* _ACTIONS TO TAKE_
(a) Render the following sentence from the blog post on historical death tolls into German: "The Jewish communities of Cologne, Speyer, Worms, and Mainz were decimated."
(b) According to the blog post on historical death tolls, in what year did Sixtus IV authorize the Spanish Inquisition in a papal bull?

* _SOURCE TEXT_
#####
This is a blog dedicated to a personal interpretation of political news of the day. I attempt to be as knowledgeable as possible before commenting and committing my thoughts to a day's communication.

Saturday, November 11, 2017

Humanity's Death Toll

"Along the way, the Crusaders massacred. To take but one example, the Rhineland Massacres of 1096 are remembered to this day as some of the most horrific examples of anti-Semitic violence prior to the Holocaust. (Why go to the Holy Land to fight nonbelievers, many wondered, when they live right among us?) The Jewish communities of Cologne, Speyer, Worms, and Mainz were decimated. There were more than 5,000 victims."
"And that was only one example. Tens of thousands of people (both soldiers and civilians) were killed in the conquest of Jerusalem. The Crusaders themselves suffered; historians estimate that only one in 20 survived to even reach the Holy Land. It is estimated that 1.7 million people died in total."
Jay Michaelson, The Washington Post
"For centuries people were burned at the stake, stretched to death or otherwise tortured for failing to be Roman Catholic. But, if research released by the Vatican is right, the Inquisition was not as bad as one might think."
"According to the documents from Vatican archives relating to the trials of Jews, Muslims, Cathars, witches, scientists and other non-Catholics in Europe between the 13th and the 19th centuries, the number actually killed or tortured into confession during the Inquisition was far fewer than previously thought."
"Estimates of the number killed by the Spanish Inquisition, which Sixtus IV authorised in a papal bull in 1478, have ranged from 30,000 to 300,000. Some historians are convinced that millions died.
But according to Professor Agostino Borromeo, a historian of Catholicism at the Sapienza University in Rome and curator of the 783-page volume released yesterday, only 1% of the 125,000 people tried by church tribunals as suspected heretics in Spain were executed."
Sophie Arie, The Guardian 
"In August, 1947, when, after three hundred years in India, the British finally left, the subcontinent was partitioned into two independent nation states: Hindu-majority India and Muslim-majority Pakistan. Immediately, there began one of the greatest migrations in human history, as millions of Muslims trekked to West and East Pakistan (the latter now known as Bangladesh) while millions of Hindus and Sikhs headed in the opposite direction. Many hundreds of thousands never made it.Across the Indian subcontinent, communities that had coexisted for almost a millennium attacked each other in a terrifying outbreak of sectarian violence, with Hindus and Sikhs on one side and Muslims on the other—a mutual genocide as unexpected as it was unprecedented. In Punjab and Bengal—provinces abutting India’s borders with West and East Pakistan, respectively—the carnage was especially intense, with massacres, arson, forced conversions, mass abductions, and savage sexual violence. Some seventy-five thousand women were raped, and many of them were then disfigured or dismembered."
William Dalrymple, The New Yorker
Partition displaced fifteen million people and killed more than a million.
Photograph by Margaret Bourke-White / LIFE Picture Collection / Getty

"What follow are the current best estimates of civilians and disarmed soldiers killed by the Nazi regime and its collaborators."
"These estimates are calculated from wartime reports generated by those who implemented Nazi population policy, and postwar demographic studies on population loss during World War II."
Jews: up to 6 million
Soviet civilians: around 7 million (including 1.3 Soviet Jewish civilians, who are included in the 6 million figure for Jews)
Soviet prisoners of war: around 3 million (including about 50,000 Jewish soldiers)
#####
* _STORED ROWS_
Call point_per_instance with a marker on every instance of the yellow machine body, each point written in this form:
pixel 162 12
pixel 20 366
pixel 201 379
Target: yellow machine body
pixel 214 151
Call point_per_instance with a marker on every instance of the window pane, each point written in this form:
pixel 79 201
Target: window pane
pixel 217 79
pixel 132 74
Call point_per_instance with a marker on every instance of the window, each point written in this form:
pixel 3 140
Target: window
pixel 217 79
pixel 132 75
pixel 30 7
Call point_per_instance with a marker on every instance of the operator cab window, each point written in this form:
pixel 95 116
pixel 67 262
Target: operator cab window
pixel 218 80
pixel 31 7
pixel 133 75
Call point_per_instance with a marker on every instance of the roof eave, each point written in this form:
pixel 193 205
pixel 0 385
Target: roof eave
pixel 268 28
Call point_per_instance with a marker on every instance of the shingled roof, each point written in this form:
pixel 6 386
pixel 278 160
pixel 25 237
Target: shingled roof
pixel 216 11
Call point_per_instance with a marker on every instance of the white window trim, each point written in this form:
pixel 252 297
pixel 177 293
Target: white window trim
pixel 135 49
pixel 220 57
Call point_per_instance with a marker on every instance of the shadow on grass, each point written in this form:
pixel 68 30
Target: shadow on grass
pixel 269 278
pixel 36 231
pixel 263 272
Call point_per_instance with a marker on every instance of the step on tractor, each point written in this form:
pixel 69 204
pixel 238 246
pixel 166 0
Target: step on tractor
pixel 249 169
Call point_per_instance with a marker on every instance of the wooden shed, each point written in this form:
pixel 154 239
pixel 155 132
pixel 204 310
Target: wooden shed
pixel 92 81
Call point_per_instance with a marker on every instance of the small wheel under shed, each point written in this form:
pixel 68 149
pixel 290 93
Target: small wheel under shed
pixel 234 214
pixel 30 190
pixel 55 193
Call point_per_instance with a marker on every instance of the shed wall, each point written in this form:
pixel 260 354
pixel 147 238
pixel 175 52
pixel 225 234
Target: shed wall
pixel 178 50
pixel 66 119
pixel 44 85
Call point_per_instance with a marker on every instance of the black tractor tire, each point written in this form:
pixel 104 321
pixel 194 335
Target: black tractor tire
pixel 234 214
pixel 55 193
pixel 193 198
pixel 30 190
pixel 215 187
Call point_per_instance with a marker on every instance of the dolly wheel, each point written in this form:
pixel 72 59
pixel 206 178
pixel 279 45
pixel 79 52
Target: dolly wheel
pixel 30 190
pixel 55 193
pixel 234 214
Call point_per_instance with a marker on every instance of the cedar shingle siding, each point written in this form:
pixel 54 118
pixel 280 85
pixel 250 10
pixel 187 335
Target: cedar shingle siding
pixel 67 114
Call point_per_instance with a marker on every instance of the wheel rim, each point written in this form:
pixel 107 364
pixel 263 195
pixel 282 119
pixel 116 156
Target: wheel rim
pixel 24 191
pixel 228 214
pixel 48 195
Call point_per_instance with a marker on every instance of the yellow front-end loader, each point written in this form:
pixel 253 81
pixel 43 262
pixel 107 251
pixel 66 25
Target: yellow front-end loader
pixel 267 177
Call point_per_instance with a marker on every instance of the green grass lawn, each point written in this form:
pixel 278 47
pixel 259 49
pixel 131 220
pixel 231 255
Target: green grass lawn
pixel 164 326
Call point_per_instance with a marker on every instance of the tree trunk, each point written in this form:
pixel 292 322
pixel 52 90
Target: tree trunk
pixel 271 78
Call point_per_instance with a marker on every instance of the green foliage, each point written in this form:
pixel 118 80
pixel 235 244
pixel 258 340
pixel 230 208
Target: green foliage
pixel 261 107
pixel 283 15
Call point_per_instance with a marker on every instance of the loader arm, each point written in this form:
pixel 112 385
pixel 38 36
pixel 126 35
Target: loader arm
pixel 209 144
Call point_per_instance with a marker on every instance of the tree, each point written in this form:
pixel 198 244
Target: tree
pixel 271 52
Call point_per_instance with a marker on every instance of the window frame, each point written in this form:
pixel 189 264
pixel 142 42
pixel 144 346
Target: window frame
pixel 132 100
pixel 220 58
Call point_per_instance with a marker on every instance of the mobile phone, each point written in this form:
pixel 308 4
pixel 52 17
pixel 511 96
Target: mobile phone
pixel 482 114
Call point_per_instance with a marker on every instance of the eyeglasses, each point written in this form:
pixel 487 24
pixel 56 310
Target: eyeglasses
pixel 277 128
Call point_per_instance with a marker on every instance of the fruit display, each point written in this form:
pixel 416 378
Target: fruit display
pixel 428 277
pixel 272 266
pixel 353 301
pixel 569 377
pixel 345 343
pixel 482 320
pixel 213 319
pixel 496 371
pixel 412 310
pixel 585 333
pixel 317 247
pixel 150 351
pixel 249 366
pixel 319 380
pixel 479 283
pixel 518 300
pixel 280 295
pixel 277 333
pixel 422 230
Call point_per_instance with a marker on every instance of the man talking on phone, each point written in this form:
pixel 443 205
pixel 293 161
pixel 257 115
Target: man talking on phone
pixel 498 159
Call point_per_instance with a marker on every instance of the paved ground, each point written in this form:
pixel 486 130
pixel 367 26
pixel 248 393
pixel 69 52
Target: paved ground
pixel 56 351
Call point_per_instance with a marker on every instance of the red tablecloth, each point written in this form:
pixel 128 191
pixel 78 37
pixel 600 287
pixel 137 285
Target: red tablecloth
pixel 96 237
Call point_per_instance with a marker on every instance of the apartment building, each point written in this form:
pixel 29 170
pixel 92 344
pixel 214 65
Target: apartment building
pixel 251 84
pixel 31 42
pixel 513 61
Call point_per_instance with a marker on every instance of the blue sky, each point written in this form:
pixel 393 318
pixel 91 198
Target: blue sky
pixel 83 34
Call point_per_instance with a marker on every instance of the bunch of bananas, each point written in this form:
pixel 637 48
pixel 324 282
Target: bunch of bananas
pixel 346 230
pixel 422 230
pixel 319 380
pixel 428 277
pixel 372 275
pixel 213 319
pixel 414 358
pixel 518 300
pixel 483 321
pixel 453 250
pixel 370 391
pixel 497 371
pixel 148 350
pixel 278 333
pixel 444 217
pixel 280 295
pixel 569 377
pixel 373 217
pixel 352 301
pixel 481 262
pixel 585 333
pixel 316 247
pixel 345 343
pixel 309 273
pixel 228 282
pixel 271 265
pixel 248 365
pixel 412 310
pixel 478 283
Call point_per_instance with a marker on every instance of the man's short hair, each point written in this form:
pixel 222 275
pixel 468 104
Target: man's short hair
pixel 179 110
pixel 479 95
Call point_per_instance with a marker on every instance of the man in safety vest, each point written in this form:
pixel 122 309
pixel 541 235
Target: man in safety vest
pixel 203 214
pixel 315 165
#####
* _SOLUTIONS IN ORDER_
(a) Die jüdischen Gemeinden von Köln, Speyer, Worms und Mainz wurden dezimiert.

(b) 1478